* Short task
According to the passage below on Trump's 2025 National Security Strategy, what belief is the strategy's grandiosity based on?

* Passage provided
▬▬▬▬▬▬▬▬▬▬
Monday 15th of December 2025

weaponising sanctions, financial coercion, asset seizures, and theft on the high seas....

Donald Trump’s latest National Security Strategy memorandum treats the freedom to coerce others as the essence of US sovereignty. It is an ominous document that will – if allowed to stand – come back to haunt the United States.

The 2025 National Security Strategy (NSS) recently released by President Donald Trump presents itself as a blueprint for renewed American strength. It is dangerously misconceived in four ways.

 

Jeffrey D. Sachs

Trump’s empire of hubris and thuggery

 

First, the NSS is anchored in grandiosity: the belief that the United States enjoys unmatched supremacy in every key dimension of power. Second, it is based on a starkly Machiavellian view of the world, treating other nations as instruments to be manipulated for American advantage. Third, it rests on a naïve nationalism that dismisses international law and institutions as encumbrances on US sovereignty rather than as frameworks that enhance US and global security together.
▬▬▬▬▬▬▬▬▬▬
* Provided material

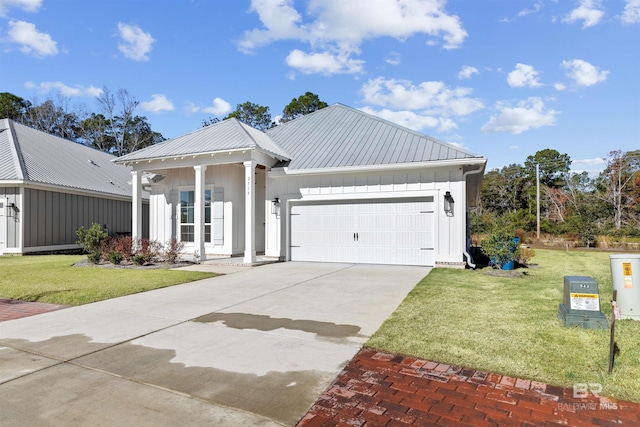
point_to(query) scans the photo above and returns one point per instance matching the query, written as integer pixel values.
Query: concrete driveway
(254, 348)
▬▬▬▬▬▬▬▬▬▬
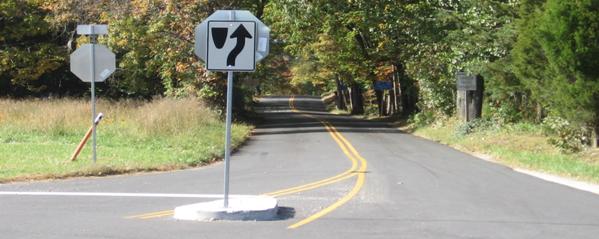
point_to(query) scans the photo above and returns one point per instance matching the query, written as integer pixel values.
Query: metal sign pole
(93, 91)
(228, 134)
▬▬▬▬▬▬▬▬▬▬
* Reply
The belief that the United States enjoys unmatched supremacy in every key dimension of power.